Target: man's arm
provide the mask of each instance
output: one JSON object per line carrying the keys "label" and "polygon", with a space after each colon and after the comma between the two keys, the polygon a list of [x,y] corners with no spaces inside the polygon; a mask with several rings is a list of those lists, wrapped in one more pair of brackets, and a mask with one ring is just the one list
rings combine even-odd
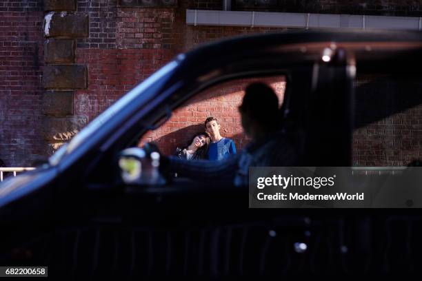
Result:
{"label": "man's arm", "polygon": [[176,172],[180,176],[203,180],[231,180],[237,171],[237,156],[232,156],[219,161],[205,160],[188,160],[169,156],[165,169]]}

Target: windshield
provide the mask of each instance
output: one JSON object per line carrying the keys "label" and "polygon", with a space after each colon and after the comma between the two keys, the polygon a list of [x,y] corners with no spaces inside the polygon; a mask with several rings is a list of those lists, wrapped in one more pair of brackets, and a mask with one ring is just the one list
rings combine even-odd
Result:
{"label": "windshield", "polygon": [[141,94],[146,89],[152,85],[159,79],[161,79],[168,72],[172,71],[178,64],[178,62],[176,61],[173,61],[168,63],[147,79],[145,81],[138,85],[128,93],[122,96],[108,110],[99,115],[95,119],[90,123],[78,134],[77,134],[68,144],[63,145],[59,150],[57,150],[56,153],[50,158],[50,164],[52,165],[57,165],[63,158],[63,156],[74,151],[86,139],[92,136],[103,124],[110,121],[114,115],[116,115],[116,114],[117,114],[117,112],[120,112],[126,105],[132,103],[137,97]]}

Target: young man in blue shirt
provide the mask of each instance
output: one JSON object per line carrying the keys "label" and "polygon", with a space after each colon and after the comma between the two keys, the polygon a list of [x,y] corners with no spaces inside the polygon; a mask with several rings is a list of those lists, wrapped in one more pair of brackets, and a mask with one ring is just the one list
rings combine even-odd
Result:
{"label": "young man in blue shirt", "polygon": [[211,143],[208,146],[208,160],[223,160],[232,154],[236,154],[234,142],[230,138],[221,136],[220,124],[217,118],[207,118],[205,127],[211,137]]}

───

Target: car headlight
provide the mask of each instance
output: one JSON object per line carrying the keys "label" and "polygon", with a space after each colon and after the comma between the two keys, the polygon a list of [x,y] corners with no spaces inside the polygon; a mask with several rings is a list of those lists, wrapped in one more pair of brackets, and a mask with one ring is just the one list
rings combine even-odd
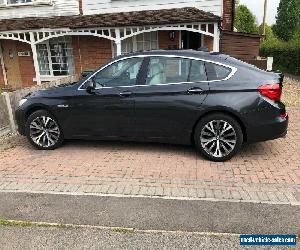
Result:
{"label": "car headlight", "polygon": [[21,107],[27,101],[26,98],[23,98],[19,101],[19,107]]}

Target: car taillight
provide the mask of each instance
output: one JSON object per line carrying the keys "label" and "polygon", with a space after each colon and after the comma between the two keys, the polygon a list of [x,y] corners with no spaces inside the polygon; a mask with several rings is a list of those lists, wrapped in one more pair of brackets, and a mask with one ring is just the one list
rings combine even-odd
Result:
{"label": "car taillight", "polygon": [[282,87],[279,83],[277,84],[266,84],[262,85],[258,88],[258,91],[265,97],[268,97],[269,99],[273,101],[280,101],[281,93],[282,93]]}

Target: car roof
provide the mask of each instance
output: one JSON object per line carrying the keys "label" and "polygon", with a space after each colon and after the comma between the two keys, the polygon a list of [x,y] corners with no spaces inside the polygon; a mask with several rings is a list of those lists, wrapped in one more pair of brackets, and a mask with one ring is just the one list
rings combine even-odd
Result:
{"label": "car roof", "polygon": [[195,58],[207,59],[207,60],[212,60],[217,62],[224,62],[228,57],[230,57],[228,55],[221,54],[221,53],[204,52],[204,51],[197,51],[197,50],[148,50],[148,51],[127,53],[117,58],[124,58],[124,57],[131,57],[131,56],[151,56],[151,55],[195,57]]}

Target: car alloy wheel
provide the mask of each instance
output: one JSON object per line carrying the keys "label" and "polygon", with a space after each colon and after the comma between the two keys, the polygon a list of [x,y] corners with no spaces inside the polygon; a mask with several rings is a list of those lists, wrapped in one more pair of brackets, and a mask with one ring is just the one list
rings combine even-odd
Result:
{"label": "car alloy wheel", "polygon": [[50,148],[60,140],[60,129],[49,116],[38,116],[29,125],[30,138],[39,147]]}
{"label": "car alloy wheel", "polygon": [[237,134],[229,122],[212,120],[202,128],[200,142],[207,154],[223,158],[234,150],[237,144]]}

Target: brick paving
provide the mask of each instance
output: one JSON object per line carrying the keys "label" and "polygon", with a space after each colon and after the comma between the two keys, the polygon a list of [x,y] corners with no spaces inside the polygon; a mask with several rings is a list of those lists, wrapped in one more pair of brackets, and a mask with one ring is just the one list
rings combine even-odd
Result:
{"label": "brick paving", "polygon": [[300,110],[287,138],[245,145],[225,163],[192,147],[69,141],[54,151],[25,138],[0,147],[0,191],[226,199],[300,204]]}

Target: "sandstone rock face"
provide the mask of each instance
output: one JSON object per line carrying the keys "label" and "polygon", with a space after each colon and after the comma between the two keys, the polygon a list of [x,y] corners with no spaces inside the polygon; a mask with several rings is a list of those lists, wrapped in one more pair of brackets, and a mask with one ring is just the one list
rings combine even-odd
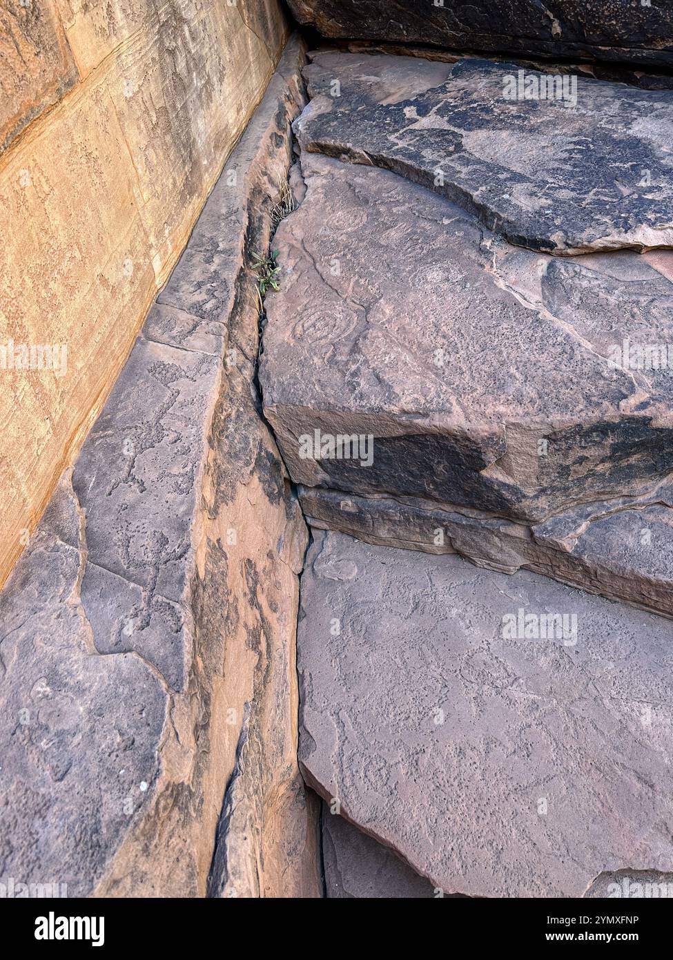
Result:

───

BRIEF | Pull out every line of the entries above that contains the string "Target", copying each line in full. Case counts, so a line matches only if its capitalization is identical.

ANSWER TO THIS PROBLEM |
Target: man's arm
Target: windshield
Target: young man in blue shirt
Target: car headlight
Target: car taillight
Target: car roof
Target: car alloy wheel
Target: brick paving
Target: "sandstone rock face"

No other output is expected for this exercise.